**WRITTEN TASK**
Please put the lines of the listing into a numbered list, from the line containing "the **terracotta tile roof**?" through the end of the listing, including both ends and leaving out blank lines.

____

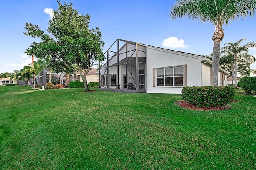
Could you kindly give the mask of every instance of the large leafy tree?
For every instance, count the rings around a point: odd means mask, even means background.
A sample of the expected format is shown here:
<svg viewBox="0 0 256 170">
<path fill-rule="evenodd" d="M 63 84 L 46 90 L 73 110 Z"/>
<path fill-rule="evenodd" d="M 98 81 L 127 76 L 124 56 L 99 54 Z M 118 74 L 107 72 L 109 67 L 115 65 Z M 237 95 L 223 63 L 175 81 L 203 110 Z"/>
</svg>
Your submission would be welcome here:
<svg viewBox="0 0 256 170">
<path fill-rule="evenodd" d="M 232 72 L 234 69 L 235 88 L 237 87 L 238 70 L 239 70 L 242 74 L 250 74 L 250 65 L 255 61 L 254 57 L 249 54 L 248 52 L 250 48 L 256 47 L 256 43 L 251 42 L 244 45 L 241 45 L 241 43 L 245 40 L 245 39 L 242 39 L 234 43 L 226 43 L 226 46 L 223 48 L 222 51 L 222 53 L 224 55 L 223 58 L 226 59 L 227 61 L 232 65 Z M 238 69 L 238 64 L 240 64 L 239 69 Z"/>
<path fill-rule="evenodd" d="M 177 0 L 170 11 L 171 18 L 186 17 L 209 21 L 215 26 L 212 36 L 212 79 L 218 86 L 220 43 L 224 37 L 222 27 L 234 20 L 252 16 L 256 10 L 255 0 Z"/>
<path fill-rule="evenodd" d="M 42 41 L 33 43 L 37 58 L 47 57 L 50 63 L 62 63 L 68 73 L 74 70 L 72 64 L 76 64 L 84 81 L 85 90 L 89 90 L 86 75 L 91 66 L 104 59 L 101 33 L 98 27 L 89 29 L 89 15 L 79 14 L 73 9 L 72 3 L 68 5 L 64 3 L 62 5 L 59 1 L 58 2 L 59 6 L 54 10 L 47 30 L 53 37 L 40 30 L 38 25 L 28 23 L 25 34 L 41 39 Z"/>
</svg>

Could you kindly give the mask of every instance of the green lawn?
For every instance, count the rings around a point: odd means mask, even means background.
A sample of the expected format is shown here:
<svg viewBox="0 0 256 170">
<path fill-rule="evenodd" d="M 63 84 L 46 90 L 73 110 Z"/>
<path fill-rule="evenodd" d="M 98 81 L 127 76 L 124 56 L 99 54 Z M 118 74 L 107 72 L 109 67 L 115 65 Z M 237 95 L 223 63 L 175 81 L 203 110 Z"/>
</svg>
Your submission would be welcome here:
<svg viewBox="0 0 256 170">
<path fill-rule="evenodd" d="M 181 96 L 0 87 L 0 169 L 253 169 L 256 98 L 220 111 Z"/>
</svg>

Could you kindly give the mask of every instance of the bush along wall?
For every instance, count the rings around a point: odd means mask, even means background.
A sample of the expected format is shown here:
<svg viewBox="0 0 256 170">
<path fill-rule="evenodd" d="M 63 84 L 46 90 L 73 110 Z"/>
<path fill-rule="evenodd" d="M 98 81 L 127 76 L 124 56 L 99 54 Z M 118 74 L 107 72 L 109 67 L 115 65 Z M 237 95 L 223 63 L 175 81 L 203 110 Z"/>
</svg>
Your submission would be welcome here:
<svg viewBox="0 0 256 170">
<path fill-rule="evenodd" d="M 234 100 L 235 90 L 229 86 L 184 87 L 183 100 L 196 106 L 208 107 L 225 106 Z"/>
<path fill-rule="evenodd" d="M 88 83 L 88 86 L 89 88 L 96 88 L 99 87 L 99 83 L 90 82 Z"/>
<path fill-rule="evenodd" d="M 256 77 L 242 77 L 239 84 L 246 94 L 256 93 Z"/>
<path fill-rule="evenodd" d="M 84 88 L 84 82 L 79 81 L 74 81 L 69 83 L 69 88 Z"/>
<path fill-rule="evenodd" d="M 45 85 L 45 88 L 44 88 L 44 89 L 46 90 L 49 90 L 49 89 L 54 89 L 54 85 L 52 83 L 47 83 Z"/>
</svg>

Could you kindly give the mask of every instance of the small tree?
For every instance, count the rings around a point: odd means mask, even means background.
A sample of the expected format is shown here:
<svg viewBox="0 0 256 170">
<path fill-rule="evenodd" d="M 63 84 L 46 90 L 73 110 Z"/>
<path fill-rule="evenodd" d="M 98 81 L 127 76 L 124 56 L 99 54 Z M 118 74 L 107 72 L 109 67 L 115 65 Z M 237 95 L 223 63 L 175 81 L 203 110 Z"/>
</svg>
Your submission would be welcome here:
<svg viewBox="0 0 256 170">
<path fill-rule="evenodd" d="M 89 28 L 90 17 L 83 16 L 73 9 L 72 4 L 58 1 L 59 6 L 54 10 L 52 19 L 49 22 L 48 31 L 54 38 L 39 29 L 38 25 L 26 23 L 25 34 L 38 37 L 42 41 L 33 43 L 37 57 L 49 57 L 51 63 L 62 61 L 69 70 L 72 64 L 77 65 L 84 81 L 85 91 L 89 90 L 86 76 L 91 66 L 97 61 L 103 61 L 101 33 L 98 27 Z M 53 67 L 55 68 L 54 66 Z"/>
</svg>

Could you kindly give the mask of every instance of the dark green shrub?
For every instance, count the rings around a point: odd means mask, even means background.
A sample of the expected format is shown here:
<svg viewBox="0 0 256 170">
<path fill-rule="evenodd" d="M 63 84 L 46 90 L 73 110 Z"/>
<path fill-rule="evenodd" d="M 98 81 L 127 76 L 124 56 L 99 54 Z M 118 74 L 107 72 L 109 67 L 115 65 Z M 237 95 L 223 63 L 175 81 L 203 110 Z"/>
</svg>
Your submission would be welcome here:
<svg viewBox="0 0 256 170">
<path fill-rule="evenodd" d="M 184 87 L 182 99 L 195 105 L 207 107 L 224 106 L 234 100 L 234 89 L 229 86 Z"/>
<path fill-rule="evenodd" d="M 5 86 L 15 86 L 17 84 L 5 84 Z"/>
<path fill-rule="evenodd" d="M 54 87 L 55 89 L 63 88 L 64 88 L 63 85 L 60 84 L 57 84 L 56 85 L 54 85 Z"/>
<path fill-rule="evenodd" d="M 239 84 L 246 94 L 256 93 L 256 77 L 241 78 Z"/>
<path fill-rule="evenodd" d="M 69 88 L 84 88 L 84 82 L 79 81 L 74 81 L 69 84 Z"/>
<path fill-rule="evenodd" d="M 45 87 L 44 88 L 44 89 L 48 90 L 48 89 L 54 89 L 54 85 L 52 83 L 47 83 L 45 85 Z"/>
<path fill-rule="evenodd" d="M 94 82 L 90 82 L 88 83 L 88 86 L 89 88 L 94 88 L 99 87 L 99 83 L 95 83 Z"/>
</svg>

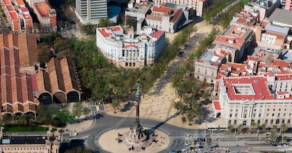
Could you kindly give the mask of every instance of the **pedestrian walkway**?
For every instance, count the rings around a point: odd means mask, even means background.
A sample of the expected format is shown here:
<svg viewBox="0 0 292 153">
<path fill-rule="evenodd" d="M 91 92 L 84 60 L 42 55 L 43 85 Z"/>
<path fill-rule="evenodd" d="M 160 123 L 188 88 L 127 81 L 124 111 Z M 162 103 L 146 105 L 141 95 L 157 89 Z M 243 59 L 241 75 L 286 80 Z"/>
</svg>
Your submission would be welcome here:
<svg viewBox="0 0 292 153">
<path fill-rule="evenodd" d="M 191 34 L 191 36 L 197 34 L 205 34 L 205 35 L 211 32 L 214 26 L 207 25 L 205 21 L 195 25 L 197 31 Z M 171 40 L 174 39 L 176 34 L 167 34 L 166 36 Z M 197 43 L 198 41 L 197 41 Z M 166 70 L 162 77 L 157 79 L 156 84 L 152 89 L 141 98 L 140 104 L 140 118 L 150 119 L 157 121 L 168 121 L 167 123 L 186 128 L 207 128 L 208 127 L 215 127 L 220 126 L 221 127 L 226 126 L 222 119 L 214 119 L 212 117 L 212 106 L 205 106 L 208 111 L 208 116 L 202 121 L 202 124 L 198 124 L 194 122 L 189 126 L 188 121 L 183 123 L 181 121 L 181 116 L 178 115 L 176 117 L 169 118 L 176 116 L 177 110 L 174 108 L 174 102 L 178 98 L 175 89 L 171 86 L 170 78 L 171 72 L 175 68 L 176 63 L 179 63 L 178 60 L 174 59 L 170 62 L 168 69 Z M 128 103 L 121 103 L 120 109 L 123 109 L 123 107 Z M 116 111 L 114 113 L 114 109 L 110 104 L 105 105 L 106 112 L 109 115 L 121 116 L 121 117 L 135 117 L 135 106 L 133 106 L 128 111 Z"/>
<path fill-rule="evenodd" d="M 147 129 L 147 127 L 144 127 L 145 129 Z M 118 135 L 120 134 L 128 134 L 130 132 L 130 128 L 118 128 L 116 130 L 111 130 L 104 133 L 98 140 L 98 144 L 103 150 L 109 152 L 133 152 L 129 151 L 130 146 L 126 146 L 123 142 L 118 142 L 117 140 Z M 155 131 L 155 135 L 157 136 L 156 140 L 157 142 L 152 142 L 150 146 L 145 148 L 142 152 L 145 153 L 153 153 L 159 152 L 168 147 L 170 144 L 170 138 L 166 133 L 160 131 Z"/>
</svg>

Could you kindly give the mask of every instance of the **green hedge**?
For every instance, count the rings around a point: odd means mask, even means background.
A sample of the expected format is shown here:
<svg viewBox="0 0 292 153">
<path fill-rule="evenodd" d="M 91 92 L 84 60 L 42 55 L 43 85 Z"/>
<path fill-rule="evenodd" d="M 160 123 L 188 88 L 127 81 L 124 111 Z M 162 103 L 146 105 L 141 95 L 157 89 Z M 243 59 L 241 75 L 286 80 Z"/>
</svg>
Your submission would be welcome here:
<svg viewBox="0 0 292 153">
<path fill-rule="evenodd" d="M 47 128 L 42 126 L 17 126 L 6 125 L 4 126 L 6 133 L 30 133 L 30 132 L 47 132 Z"/>
</svg>

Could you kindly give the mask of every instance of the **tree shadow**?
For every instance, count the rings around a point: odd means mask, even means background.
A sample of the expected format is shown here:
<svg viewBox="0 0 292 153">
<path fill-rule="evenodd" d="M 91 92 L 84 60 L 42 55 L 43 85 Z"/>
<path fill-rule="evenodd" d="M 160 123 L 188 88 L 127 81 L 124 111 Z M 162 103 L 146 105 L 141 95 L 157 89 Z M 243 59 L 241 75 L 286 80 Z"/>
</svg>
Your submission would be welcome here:
<svg viewBox="0 0 292 153">
<path fill-rule="evenodd" d="M 97 114 L 95 115 L 95 119 L 100 119 L 102 117 L 104 117 L 104 115 L 102 114 Z"/>
<path fill-rule="evenodd" d="M 133 103 L 130 102 L 128 102 L 128 103 L 126 103 L 123 106 L 123 108 L 121 109 L 121 112 L 127 112 L 127 111 L 130 110 L 132 108 L 133 106 Z"/>
<path fill-rule="evenodd" d="M 163 124 L 164 124 L 165 123 L 166 123 L 167 121 L 169 121 L 169 120 L 171 120 L 173 118 L 176 117 L 176 116 L 178 116 L 179 114 L 179 112 L 176 112 L 174 114 L 171 115 L 171 117 L 169 117 L 169 118 L 167 118 L 166 120 L 164 120 L 164 121 L 160 122 L 159 124 L 152 127 L 150 129 L 152 129 L 153 131 L 157 130 L 157 128 L 159 128 L 160 126 L 162 126 Z M 149 131 L 152 131 L 151 130 L 149 129 Z"/>
</svg>

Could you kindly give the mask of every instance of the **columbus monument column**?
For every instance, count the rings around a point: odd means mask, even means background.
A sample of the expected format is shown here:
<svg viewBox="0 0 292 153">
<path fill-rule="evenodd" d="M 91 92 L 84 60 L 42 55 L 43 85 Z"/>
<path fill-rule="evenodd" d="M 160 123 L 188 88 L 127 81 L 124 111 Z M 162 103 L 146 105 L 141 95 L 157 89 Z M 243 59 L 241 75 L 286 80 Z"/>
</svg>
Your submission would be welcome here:
<svg viewBox="0 0 292 153">
<path fill-rule="evenodd" d="M 124 134 L 118 134 L 118 140 L 123 142 L 126 145 L 129 147 L 129 149 L 133 151 L 141 151 L 145 149 L 145 147 L 150 146 L 154 140 L 153 135 L 150 135 L 145 133 L 143 127 L 140 124 L 140 102 L 141 98 L 140 92 L 141 85 L 137 84 L 136 93 L 136 119 L 134 124 L 130 128 L 130 132 Z"/>
</svg>

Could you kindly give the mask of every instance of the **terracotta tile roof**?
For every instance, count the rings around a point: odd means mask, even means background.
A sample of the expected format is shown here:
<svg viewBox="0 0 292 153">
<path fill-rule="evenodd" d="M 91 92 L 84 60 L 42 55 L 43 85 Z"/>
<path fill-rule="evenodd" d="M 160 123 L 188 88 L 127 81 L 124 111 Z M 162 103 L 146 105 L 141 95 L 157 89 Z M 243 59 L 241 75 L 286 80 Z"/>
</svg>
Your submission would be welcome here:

____

**COMPLETE ANSWER**
1. Could you kindly give the mask of every instance of the **terracotta tile roof**?
2. For every instance, count the rings around a point: odd means mask, even means background.
3. A sample of the expected format is shown here:
4. <svg viewBox="0 0 292 153">
5. <path fill-rule="evenodd" d="M 91 92 L 84 60 L 42 55 L 43 85 Z"/>
6. <path fill-rule="evenodd" d="M 160 123 L 188 88 L 127 81 L 124 111 Z M 162 103 L 146 105 L 141 95 L 157 89 Z M 243 59 L 241 75 L 286 80 Z"/>
7. </svg>
8. Your submission would be welcome here:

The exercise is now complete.